What is required:
List each line of the data in which the string "black" appears.

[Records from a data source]
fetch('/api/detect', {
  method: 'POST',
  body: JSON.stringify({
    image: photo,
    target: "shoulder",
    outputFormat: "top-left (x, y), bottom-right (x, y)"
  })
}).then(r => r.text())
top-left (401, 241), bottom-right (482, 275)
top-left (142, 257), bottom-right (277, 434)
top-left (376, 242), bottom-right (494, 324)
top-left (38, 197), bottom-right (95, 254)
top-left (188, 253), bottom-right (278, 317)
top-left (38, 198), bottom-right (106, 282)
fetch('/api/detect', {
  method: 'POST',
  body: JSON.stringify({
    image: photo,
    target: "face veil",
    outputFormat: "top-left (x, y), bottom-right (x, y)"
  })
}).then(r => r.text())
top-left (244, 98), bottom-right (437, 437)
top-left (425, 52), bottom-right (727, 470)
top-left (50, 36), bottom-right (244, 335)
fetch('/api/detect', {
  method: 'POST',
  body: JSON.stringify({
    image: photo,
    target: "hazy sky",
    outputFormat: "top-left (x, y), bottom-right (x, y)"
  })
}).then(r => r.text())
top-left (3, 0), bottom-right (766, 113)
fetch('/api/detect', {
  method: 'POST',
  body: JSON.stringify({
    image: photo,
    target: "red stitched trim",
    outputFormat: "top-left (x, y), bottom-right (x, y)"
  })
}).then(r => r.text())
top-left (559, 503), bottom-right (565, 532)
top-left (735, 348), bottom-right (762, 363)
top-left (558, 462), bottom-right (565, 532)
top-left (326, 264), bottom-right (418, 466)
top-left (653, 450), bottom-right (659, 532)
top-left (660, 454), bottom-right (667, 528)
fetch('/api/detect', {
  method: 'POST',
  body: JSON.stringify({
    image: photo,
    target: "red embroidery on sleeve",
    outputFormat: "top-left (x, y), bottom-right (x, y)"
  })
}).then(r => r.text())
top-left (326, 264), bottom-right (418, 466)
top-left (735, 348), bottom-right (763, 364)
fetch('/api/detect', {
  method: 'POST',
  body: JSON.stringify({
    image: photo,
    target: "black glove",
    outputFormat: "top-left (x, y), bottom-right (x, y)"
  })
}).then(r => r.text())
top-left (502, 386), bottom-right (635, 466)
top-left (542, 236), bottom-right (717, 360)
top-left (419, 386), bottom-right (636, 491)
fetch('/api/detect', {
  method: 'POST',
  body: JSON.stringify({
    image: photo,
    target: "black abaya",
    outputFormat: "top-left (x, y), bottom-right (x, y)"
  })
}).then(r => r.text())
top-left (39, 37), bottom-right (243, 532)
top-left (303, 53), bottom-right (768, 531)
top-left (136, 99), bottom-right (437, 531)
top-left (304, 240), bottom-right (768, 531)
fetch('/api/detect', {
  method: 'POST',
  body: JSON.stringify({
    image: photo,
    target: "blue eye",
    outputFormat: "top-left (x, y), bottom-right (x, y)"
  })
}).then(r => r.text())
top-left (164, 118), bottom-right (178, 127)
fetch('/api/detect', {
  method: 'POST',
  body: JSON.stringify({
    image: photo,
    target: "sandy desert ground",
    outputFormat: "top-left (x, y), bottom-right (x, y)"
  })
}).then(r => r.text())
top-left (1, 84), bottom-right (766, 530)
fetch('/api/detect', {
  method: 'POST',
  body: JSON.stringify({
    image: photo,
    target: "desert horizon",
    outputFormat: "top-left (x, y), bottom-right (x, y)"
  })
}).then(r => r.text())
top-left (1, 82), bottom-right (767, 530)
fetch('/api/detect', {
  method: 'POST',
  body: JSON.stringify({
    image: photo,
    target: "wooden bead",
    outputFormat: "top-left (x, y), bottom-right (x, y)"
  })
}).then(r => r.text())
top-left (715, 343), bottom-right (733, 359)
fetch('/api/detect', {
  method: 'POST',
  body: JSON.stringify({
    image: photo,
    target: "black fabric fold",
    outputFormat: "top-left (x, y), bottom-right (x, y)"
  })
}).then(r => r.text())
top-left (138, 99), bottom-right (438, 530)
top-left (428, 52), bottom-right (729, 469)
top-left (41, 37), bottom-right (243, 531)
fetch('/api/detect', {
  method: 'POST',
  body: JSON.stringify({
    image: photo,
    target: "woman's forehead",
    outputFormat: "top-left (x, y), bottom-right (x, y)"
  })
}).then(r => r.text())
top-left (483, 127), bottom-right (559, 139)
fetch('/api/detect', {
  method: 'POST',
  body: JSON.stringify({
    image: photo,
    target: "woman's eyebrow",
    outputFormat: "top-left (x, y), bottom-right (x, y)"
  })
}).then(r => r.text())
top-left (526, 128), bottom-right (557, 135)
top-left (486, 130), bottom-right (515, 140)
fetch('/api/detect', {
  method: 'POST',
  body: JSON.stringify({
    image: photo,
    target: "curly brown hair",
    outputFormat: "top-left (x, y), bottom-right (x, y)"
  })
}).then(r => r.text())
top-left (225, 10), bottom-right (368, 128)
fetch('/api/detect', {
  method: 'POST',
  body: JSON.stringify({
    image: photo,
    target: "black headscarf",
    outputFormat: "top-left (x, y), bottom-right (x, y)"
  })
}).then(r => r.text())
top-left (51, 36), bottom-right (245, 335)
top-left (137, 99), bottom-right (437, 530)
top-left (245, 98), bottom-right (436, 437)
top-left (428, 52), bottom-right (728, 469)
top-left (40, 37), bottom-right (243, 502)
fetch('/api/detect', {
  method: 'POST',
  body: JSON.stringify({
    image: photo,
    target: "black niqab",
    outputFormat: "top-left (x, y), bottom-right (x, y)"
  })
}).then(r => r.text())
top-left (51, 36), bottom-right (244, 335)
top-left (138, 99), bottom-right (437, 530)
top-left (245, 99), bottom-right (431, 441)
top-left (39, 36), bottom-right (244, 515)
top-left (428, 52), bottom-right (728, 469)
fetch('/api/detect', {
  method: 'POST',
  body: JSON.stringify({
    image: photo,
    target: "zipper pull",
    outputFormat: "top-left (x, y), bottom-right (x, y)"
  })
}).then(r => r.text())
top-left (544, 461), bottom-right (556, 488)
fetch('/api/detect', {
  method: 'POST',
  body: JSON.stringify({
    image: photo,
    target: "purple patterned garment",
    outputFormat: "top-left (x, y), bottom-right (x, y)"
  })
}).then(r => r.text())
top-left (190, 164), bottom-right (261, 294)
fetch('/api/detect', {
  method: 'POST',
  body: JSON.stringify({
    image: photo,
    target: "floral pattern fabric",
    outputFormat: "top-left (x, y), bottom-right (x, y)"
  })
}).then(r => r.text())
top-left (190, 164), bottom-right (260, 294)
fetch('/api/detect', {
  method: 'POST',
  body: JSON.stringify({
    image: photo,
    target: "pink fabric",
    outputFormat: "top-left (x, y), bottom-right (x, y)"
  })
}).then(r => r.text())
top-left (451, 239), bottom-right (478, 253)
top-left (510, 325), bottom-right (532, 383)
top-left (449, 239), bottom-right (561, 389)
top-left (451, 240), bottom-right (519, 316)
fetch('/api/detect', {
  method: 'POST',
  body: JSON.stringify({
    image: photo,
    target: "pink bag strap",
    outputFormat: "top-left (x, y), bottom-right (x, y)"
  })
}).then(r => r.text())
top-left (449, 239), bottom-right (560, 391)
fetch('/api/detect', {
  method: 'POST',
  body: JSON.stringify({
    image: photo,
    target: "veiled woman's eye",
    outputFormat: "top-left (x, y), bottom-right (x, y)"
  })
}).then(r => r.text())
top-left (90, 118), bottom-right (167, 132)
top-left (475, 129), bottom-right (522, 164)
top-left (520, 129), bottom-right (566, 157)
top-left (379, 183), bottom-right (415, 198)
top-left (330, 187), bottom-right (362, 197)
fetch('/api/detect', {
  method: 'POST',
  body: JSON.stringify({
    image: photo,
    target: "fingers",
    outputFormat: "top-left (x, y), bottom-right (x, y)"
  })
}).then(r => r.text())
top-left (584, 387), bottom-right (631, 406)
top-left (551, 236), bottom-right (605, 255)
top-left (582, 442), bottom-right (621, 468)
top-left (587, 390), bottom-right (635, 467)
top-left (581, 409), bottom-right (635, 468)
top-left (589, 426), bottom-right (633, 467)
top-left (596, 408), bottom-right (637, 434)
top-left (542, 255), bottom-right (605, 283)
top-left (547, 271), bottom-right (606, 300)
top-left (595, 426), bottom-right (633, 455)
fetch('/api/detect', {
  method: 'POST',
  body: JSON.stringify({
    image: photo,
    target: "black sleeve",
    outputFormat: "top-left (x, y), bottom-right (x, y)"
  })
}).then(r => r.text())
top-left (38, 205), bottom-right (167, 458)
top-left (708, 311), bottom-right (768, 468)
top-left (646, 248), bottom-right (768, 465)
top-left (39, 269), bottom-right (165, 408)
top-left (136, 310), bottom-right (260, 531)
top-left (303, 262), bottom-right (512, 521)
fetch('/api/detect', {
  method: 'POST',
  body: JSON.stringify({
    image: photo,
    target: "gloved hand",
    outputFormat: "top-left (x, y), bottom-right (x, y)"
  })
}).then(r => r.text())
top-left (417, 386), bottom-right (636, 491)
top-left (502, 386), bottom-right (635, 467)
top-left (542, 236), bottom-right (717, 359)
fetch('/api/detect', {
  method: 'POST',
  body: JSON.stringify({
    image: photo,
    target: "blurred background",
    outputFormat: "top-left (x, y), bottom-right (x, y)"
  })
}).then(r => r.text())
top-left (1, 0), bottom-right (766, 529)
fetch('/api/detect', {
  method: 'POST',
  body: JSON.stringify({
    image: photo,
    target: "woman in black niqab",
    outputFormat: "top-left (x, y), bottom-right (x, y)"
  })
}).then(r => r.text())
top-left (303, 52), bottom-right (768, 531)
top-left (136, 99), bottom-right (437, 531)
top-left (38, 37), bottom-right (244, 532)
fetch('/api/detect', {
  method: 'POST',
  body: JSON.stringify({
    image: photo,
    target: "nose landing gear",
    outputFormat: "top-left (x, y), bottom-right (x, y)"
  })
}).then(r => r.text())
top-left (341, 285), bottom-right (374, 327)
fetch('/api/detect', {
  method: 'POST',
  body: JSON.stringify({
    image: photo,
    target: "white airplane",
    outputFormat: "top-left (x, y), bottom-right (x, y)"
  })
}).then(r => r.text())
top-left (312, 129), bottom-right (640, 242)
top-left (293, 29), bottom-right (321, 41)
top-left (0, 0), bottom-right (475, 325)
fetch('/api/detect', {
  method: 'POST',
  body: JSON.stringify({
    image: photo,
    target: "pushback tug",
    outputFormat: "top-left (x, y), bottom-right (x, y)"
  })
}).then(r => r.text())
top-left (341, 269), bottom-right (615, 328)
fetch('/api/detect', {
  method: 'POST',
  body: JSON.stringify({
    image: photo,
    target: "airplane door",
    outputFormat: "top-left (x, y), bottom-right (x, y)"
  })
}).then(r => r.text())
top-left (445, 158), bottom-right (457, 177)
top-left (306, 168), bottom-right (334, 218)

Answer:
    target: "black glove",
    target: "black abaya",
    target: "black fabric fold",
    target: "black headscarf",
    target: "black niqab",
    target: "black sleeve",
    target: "woman in black niqab",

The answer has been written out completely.